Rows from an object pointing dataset
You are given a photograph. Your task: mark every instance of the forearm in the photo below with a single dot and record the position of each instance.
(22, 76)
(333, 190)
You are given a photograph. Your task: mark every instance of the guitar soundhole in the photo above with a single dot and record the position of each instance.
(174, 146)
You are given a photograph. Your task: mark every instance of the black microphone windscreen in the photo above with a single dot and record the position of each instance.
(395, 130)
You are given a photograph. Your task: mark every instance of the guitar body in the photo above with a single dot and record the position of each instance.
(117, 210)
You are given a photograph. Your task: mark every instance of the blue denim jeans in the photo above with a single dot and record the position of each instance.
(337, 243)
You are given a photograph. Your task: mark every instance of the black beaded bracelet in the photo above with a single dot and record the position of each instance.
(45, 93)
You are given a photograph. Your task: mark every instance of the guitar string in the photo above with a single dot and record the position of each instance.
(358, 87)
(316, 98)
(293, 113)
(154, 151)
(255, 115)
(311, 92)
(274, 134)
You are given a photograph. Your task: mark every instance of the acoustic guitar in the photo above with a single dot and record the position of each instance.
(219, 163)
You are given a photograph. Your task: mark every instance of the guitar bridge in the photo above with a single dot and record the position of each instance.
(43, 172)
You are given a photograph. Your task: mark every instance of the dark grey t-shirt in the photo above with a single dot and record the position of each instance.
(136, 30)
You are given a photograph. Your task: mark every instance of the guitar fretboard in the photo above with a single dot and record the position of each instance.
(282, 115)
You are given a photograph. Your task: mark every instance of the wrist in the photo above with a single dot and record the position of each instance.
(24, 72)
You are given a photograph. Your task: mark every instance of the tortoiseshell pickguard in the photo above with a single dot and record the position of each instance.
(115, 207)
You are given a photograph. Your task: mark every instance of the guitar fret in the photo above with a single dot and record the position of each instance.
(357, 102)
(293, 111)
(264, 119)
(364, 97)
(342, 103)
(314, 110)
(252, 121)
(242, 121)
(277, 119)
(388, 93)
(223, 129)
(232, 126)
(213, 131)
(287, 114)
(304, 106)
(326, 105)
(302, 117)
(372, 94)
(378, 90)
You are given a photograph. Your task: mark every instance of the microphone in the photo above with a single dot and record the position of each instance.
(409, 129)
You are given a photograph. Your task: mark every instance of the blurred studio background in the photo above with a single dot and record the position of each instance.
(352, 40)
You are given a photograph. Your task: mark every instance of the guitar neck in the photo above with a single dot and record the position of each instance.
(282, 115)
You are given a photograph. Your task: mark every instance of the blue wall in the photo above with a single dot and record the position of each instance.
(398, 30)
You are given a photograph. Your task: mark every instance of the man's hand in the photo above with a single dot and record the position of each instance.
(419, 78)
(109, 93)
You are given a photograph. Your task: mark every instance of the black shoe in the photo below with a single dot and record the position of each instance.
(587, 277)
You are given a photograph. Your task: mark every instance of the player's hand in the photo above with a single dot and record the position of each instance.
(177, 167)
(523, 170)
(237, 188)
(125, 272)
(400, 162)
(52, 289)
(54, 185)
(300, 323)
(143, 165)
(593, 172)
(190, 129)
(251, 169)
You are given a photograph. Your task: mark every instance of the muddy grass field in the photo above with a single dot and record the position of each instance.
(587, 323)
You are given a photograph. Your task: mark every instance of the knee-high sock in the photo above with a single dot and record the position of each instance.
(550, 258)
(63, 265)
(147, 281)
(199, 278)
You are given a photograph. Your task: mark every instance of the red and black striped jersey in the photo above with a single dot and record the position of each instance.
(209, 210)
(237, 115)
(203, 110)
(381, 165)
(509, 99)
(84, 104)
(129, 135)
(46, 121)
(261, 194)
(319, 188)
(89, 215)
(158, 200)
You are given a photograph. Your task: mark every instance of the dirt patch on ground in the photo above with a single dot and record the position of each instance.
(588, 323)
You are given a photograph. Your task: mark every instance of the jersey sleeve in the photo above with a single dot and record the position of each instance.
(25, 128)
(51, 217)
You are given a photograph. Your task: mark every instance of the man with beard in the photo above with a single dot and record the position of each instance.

Work to do
Copy out all of the records above word for word, leaving none out.

Task result
You are given a photograph. Your task: mark every instance of the forearm in the photo below with a single dot and record the position of each instance.
(22, 76)
(333, 190)
You are given a photograph. Your task: mark every instance of the guitar soundhole in the photo above with a single dot and record the position of each instance.
(174, 146)
You are given a photograph. Your task: mark every instance of the black microphone windscreen in the photo above with a single dot and record the position of each instance.
(395, 130)
You are given a photograph. Your task: mark every instance of the guitar body in the photo above with a single dot and record the position of each instance.
(117, 210)
You are given a photograph. Your task: mark every instance of the blue denim jeans in the photo above with a single dot and record the position of each instance.
(337, 243)
You are given a photograph. Your task: mark every instance of the black beaded bracelet in the photo above with a single dot and record the position of each instance.
(45, 93)
You are given a photograph. Your task: mark every instance of the guitar string in the photo above with a single dot and record the position of each instance.
(358, 87)
(316, 98)
(293, 113)
(154, 151)
(255, 115)
(311, 92)
(274, 134)
You are given a photograph. Your task: mark every instance of the acoustic guitar in the photo above with a single dot and record the position of each instance.
(219, 163)
You are given a photograph. Your task: mark every instance of the guitar bridge in the photo above with a single dot and record the position of each instance.
(43, 172)
You are given a photograph. Your task: mark every instance of the dark grey t-shirt in the photo above with a single dot and record the position of each instance.
(136, 30)
You are given a photograph. Your task: mark every instance of the guitar fretboard in the photo above with a single dot and record the position of each instance.
(282, 115)
You are given a photograph. Your task: mark every instance of the wrist in the photo above with a single dot and record the position of each instance.
(24, 72)
You are given a photograph. Your task: mark every instance of the tortoiseshell pickguard in the photo above with a single dot and record the position of each instance.
(115, 207)
You are given a photograph. Your task: mark every instance of the guitar fret in the photo above with a single dot and record the position of each instance.
(357, 102)
(293, 111)
(264, 119)
(364, 97)
(342, 103)
(314, 110)
(252, 121)
(242, 121)
(277, 119)
(388, 93)
(223, 129)
(232, 126)
(213, 131)
(287, 114)
(304, 106)
(326, 105)
(302, 117)
(372, 94)
(378, 90)
You are given a photograph. Your task: mark every instance of the microphone in the photo above with a single dot and record the position of each instance.
(409, 129)
You are given a photograph. Your task: mark every instance of the blurred studio background in the photo above with a single dot and record the position of each instance.
(352, 40)
You are given a photograph. Your task: mark every instance of the guitar neck in the photo above with a single dot and record the position of each instance.
(282, 115)
You are given a photograph. Your task: mark every instance of the blue wall in the photo above with a single dot and record the position of each instance.
(398, 30)
You are given a photograph. Your task: mark every instance of the man's hand in the photo above with a single dot and record the position of each instance.
(419, 78)
(109, 93)
You are given a photograph. Your task: mark every instance of the black shoe in the photo below with a single dot and record the position of each instance.
(587, 277)
You are given a photograph. Your task: mark every instance of the player's hand in the photo above with a single dot and record the position of each instance.
(177, 167)
(523, 170)
(237, 188)
(125, 272)
(400, 162)
(52, 289)
(54, 185)
(300, 323)
(143, 165)
(593, 172)
(190, 129)
(251, 169)
You are given a photograph. Your task: mark every instance of the muddy grass field in the photo above with a single dot and record the position of each instance.
(587, 323)
You are given a photograph. Your task: mark every instance of the knee-high sock in the photo above with a single dot and record the position of each instance.
(550, 258)
(63, 265)
(147, 281)
(199, 278)
You are given a photograph. Your task: mark every instance of the red and black striped jersey in the photo above with a single dot and record the position of each instance.
(209, 210)
(237, 115)
(203, 110)
(381, 165)
(509, 99)
(84, 104)
(129, 135)
(46, 121)
(261, 194)
(319, 188)
(89, 215)
(158, 200)
You are given a photograph. Your task: mark every instance of the dirt patch on ground in the photo above with a single dot and record the position of each instance.
(588, 323)
You are given a photograph. Your task: mark every instance of the jersey sleeve in the photo above with a single dot and record the position of each instance.
(25, 128)
(51, 217)
You are given a photograph. Your task: mark every instance of the man with beard in the photo above with a single dot and record the position of each instance.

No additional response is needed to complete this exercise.